AUSGANGSTEXT:
((

Cyberkriminalität sei freilich schon vor der Pandemie „explosiv“ gewesen, dennoch sorgte die Viruskrise für eine weitere Befeuerung der kriminellen Aktivitäten: In der ersten Zeit sei nach der Neuregistrierung Tausender Domains eine starke Zunahme an betrügerischen Websites zu verzeichnen gewesen. Das sei mit dem Ziel geschehen, Schadsoftware zu verbreiten.

„Love-Scams“, „Stranded Travellers“, Fakeshops

Durch das Social Distancing gab es auch einen Zuwachs an Betrugshandlungen wie „Love-Scams“ (hierbei wird das spätere Opfer über ein soziales Netzwerk in eine emotionale Bindung gebracht und in weiterer Folge finanziell ausgebeutet). Auch mehrten sich Fälle von „Stranded Travellers“ (etwa: gestrandete Reisende). Hierbei bittet eine bekannte (und gleichsam von Kriminellen gehackte) Person unter dem Vorwand, in einem anderen Land ausgeraubt worden zu sein und folglich festzusitzen, um Geldmittel.

Auch fielen mit Beginn der Viruskrise vermehrt Betrugshandlungen mit Fakeshops und über reguläre Onlineanbieter auf – so kam es im Zuge des Handels mit Desinfektionsmittel und Atemschutzmasken zu Betrugsdelikten. „Das zeigt, dass die Kriminellen die Pandemie ganz geschickt für ihre Interessen genutzt haben“, so Ruf.

Grafik zeigt Daten zum Cybercrime in Österreich
Grafik: APA/ORF.at; Quelle: Innenministerium

Trotz des Zuwachses der Anzeigen um ein Viertel konnte die prozentuelle Aufklärungsquote mit 33,4 Prozent nahezu konstant gehalten werden, hieß es bei der der Vorstellung des Berichts. Generell unterteilt das Bundeskriminalamt den Gesamtumfang der Delikte in zwei große Unterbereiche: „Cybercrime im engeren Sinne“ und „Cybercrime im weiteren Sinne“.

))

BEREITGESTELLTE DATEN:
((

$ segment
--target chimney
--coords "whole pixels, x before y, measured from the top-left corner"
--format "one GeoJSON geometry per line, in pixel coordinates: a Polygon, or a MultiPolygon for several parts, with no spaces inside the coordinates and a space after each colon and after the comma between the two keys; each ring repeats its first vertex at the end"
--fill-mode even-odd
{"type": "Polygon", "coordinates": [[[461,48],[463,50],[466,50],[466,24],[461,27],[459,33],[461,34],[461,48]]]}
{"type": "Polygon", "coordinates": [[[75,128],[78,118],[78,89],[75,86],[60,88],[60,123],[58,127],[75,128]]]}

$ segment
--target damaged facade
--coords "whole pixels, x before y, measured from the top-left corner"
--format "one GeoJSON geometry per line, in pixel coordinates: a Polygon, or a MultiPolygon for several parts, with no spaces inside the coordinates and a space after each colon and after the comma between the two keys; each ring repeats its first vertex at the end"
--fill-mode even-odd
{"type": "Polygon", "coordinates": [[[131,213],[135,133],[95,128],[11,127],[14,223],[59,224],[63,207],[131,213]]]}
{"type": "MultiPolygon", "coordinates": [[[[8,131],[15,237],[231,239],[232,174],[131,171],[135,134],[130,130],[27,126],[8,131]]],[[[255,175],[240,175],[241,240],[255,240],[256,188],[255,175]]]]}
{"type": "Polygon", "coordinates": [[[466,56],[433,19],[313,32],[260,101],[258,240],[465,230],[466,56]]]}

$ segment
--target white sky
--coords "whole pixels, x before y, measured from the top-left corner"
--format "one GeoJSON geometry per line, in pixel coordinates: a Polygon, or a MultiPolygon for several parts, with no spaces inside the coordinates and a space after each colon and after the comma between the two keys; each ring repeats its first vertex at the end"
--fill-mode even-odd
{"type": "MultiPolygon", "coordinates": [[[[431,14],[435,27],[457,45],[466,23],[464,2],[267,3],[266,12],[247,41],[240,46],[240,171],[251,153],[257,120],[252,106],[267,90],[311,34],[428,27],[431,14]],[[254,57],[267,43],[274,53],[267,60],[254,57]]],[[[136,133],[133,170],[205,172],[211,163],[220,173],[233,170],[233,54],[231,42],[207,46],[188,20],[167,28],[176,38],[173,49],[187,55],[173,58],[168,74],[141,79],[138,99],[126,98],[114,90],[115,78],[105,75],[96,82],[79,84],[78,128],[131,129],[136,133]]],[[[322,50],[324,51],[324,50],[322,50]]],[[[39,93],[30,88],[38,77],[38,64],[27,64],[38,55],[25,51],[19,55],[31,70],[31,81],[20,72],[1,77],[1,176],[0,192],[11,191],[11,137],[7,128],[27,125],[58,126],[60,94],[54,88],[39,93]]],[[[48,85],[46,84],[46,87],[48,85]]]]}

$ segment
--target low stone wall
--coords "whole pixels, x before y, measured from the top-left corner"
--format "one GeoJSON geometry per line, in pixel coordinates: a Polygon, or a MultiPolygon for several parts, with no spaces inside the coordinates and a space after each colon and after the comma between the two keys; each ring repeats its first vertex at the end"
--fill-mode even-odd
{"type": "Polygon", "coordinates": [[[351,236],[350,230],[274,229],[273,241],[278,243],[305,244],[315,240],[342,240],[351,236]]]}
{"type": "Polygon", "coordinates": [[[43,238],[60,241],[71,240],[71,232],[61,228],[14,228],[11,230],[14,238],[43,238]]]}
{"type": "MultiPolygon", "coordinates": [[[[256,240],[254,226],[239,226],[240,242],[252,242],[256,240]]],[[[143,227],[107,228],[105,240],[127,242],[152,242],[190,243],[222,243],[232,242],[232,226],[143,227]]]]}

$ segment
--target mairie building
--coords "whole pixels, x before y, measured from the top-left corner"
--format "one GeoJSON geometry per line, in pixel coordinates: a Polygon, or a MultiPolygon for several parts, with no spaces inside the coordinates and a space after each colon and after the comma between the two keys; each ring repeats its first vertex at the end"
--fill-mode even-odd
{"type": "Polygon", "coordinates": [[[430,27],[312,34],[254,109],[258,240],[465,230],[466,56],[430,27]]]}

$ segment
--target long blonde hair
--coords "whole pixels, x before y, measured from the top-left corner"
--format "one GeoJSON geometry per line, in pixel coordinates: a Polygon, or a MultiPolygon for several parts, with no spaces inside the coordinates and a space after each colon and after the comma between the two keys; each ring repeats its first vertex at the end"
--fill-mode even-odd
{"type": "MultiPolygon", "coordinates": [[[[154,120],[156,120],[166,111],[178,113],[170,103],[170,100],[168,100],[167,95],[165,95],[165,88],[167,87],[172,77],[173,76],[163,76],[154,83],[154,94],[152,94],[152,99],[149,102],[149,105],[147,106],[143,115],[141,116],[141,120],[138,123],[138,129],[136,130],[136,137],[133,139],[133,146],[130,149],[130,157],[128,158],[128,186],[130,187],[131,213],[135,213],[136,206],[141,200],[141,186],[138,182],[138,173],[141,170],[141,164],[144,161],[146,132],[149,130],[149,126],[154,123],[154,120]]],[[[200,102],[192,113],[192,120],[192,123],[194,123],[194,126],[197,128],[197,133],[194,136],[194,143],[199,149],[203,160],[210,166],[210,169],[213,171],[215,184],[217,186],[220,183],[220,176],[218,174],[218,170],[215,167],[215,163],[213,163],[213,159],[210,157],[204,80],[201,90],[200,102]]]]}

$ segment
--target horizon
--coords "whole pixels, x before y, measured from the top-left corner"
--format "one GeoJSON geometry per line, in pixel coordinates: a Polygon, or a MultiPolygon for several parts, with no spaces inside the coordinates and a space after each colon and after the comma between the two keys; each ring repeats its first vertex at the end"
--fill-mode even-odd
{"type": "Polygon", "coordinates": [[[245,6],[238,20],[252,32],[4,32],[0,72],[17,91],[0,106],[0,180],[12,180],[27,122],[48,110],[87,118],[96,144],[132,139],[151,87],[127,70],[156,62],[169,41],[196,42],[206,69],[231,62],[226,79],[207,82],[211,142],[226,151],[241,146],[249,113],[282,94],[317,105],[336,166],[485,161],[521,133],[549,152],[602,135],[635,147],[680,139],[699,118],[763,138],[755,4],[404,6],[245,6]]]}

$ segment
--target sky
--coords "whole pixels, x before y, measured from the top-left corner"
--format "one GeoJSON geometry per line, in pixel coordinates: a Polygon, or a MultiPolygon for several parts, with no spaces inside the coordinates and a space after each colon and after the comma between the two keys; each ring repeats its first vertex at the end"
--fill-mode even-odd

))

AUFGABEN:
1: Prüfen Sie bitte, ob die folgenden Aussagen mit dem Ausgangstext übereinstimmen, und antworten Sie jeweils mit Ja oder Nein samt den entscheidenden Worten als wörtlichem Zitat.
(a) Die Aufklärungsquote lag bei 33,4 Prozent.
(b) Bei „Stranded Travellers“ bittet eine unbekannte Person um Geld.
(c) Die Zahl der Anzeigen stieg um die Hälfte.
2: Greifen Sie den Ausgangstext über Cyberkriminalität in der Pandemie auf, und schreiben Sie ihn im Anschluss an seinen letzten Satz weiter.

LÖSUNGEN:
1:
(a) Ja: „konnte die prozentuelle Aufklärungsquote mit 33,4 Prozent nahezu konstant gehalten werden“
(b) Nein: „bittet eine bekannte (und gleichsam von Kriminellen gehackte) Person“
(c) Nein: „Trotz des Zuwachses der Anzeigen um ein Viertel“

2:
Angriffe auf Daten oder Computersysteme

Der erste Bereich, „Cybercrime im engeren Sinne“, verzeichnete im Jahresvergleich 2019/2020 einen enormen Anstieg um fast 70 Prozent. In diesem Bereich von Internetkriminalität werden Angriffe auf Daten und Computersysteme unter Verwendung der Informations- und Kommunikationstechnik subsumiert.

Die Straftaten richten sich gegen Netzwerke oder gegen Geräte, Dienste oder Daten in diesen Netzwerken. Hierzu zählen Datenbeschädigung, Hacking und DDoS-Angriffe (DDoS steht für „Distributed Denial of Service“ – hierbei versuchen Kriminelle, die Rechner ihrer Opfer mit einer Vielzahl von Anfragen zu überfluten und so lahmzulegen).

Starke Steigerungen (Verdoppelung der Anzeigen auf über 10.000 innerhalb eines Jahres) verzeichnete das Bundeskriminalamt beim betrügerischen Datenverarbeitungsmissbrauch. Hauptgrund hierfür ist auch die Schaffung neuer internetbasierter Zahlungsmöglichkeiten. So macht etwa die betrügerische Verwendung von Near Field Communication (NFC) bei Bankomat- und Kreditkarten den größten Anteil der Anzeigen aus.

Smartphone und PC als „Tatwerkzeuge“

Zunahmen jenseits der 40-Prozent-Marke verzeichnen die Delikte Missbrauch von Computerprogrammen und Zugangsdaten und Datenfälschung. „Fast jeder, der einen Computer oder ein Smartphone hat, war schon einmal von Cybercrime betroffen. In den besten Fällen ist es bei einer versuchten Straftat geblieben, und daher werden viele Delikte gar nicht zur Anzeige gebracht“, so Andreas Holzer, Direktor des Bundeskriminalamtes, bei der Vorstellung des Berichts.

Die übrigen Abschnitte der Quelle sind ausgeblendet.